### Task to carry out
Check each line of the material below for "bbox". Report how many have it, with no other words.

-------- Supplied records

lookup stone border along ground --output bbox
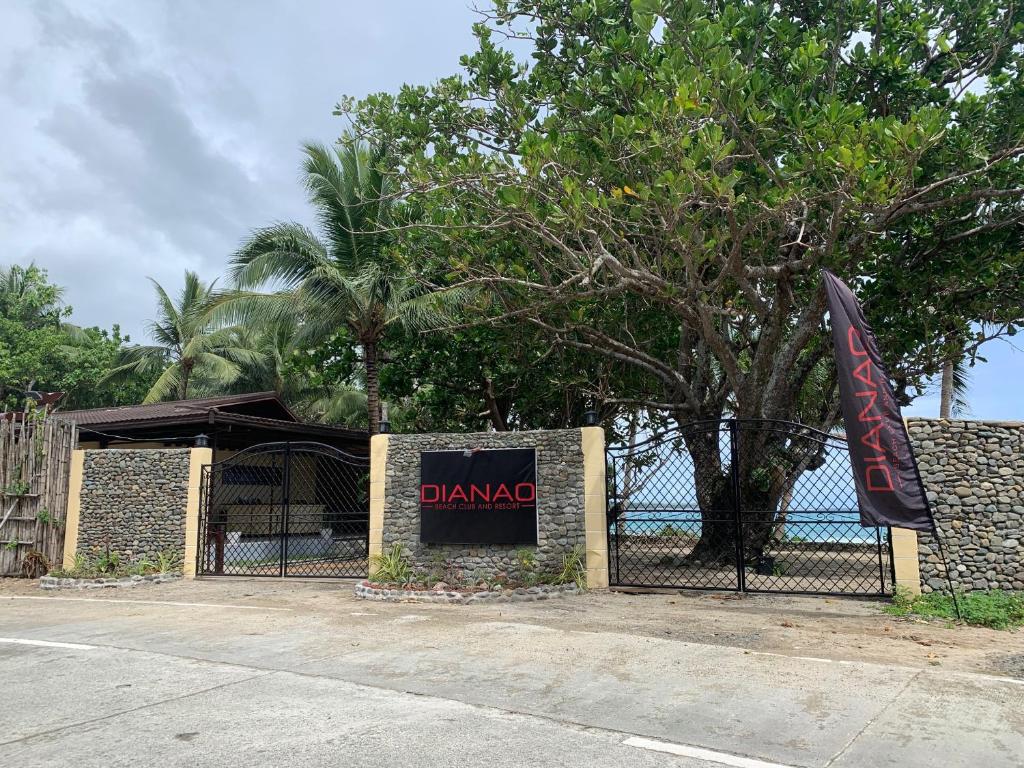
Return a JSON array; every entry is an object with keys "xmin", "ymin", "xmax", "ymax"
[
  {"xmin": 40, "ymin": 573, "xmax": 183, "ymax": 590},
  {"xmin": 355, "ymin": 581, "xmax": 578, "ymax": 604}
]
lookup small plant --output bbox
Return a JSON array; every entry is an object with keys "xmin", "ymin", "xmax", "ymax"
[
  {"xmin": 36, "ymin": 508, "xmax": 52, "ymax": 526},
  {"xmin": 4, "ymin": 539, "xmax": 20, "ymax": 551},
  {"xmin": 554, "ymin": 543, "xmax": 587, "ymax": 589},
  {"xmin": 516, "ymin": 548, "xmax": 537, "ymax": 572},
  {"xmin": 95, "ymin": 548, "xmax": 121, "ymax": 574},
  {"xmin": 410, "ymin": 567, "xmax": 432, "ymax": 588},
  {"xmin": 889, "ymin": 584, "xmax": 915, "ymax": 613},
  {"xmin": 488, "ymin": 570, "xmax": 510, "ymax": 590},
  {"xmin": 659, "ymin": 523, "xmax": 680, "ymax": 537},
  {"xmin": 514, "ymin": 547, "xmax": 539, "ymax": 584},
  {"xmin": 155, "ymin": 549, "xmax": 182, "ymax": 573},
  {"xmin": 129, "ymin": 558, "xmax": 157, "ymax": 576},
  {"xmin": 371, "ymin": 542, "xmax": 412, "ymax": 585},
  {"xmin": 442, "ymin": 558, "xmax": 464, "ymax": 587},
  {"xmin": 3, "ymin": 479, "xmax": 30, "ymax": 496}
]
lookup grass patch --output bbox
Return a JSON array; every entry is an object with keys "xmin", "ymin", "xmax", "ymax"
[{"xmin": 884, "ymin": 586, "xmax": 1024, "ymax": 630}]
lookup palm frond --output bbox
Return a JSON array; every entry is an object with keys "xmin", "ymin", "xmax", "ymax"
[
  {"xmin": 192, "ymin": 352, "xmax": 242, "ymax": 386},
  {"xmin": 142, "ymin": 363, "xmax": 184, "ymax": 404},
  {"xmin": 229, "ymin": 223, "xmax": 330, "ymax": 289},
  {"xmin": 949, "ymin": 357, "xmax": 972, "ymax": 417},
  {"xmin": 302, "ymin": 386, "xmax": 368, "ymax": 427}
]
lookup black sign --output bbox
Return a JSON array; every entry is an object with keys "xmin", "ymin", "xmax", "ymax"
[
  {"xmin": 823, "ymin": 269, "xmax": 934, "ymax": 532},
  {"xmin": 419, "ymin": 448, "xmax": 538, "ymax": 544}
]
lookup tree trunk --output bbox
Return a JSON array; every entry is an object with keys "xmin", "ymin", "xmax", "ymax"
[
  {"xmin": 482, "ymin": 376, "xmax": 508, "ymax": 431},
  {"xmin": 364, "ymin": 340, "xmax": 381, "ymax": 434},
  {"xmin": 180, "ymin": 360, "xmax": 192, "ymax": 400},
  {"xmin": 685, "ymin": 423, "xmax": 789, "ymax": 566},
  {"xmin": 939, "ymin": 360, "xmax": 954, "ymax": 419},
  {"xmin": 684, "ymin": 428, "xmax": 737, "ymax": 566}
]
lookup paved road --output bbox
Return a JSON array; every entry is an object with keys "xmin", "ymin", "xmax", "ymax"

----------------

### Task output
7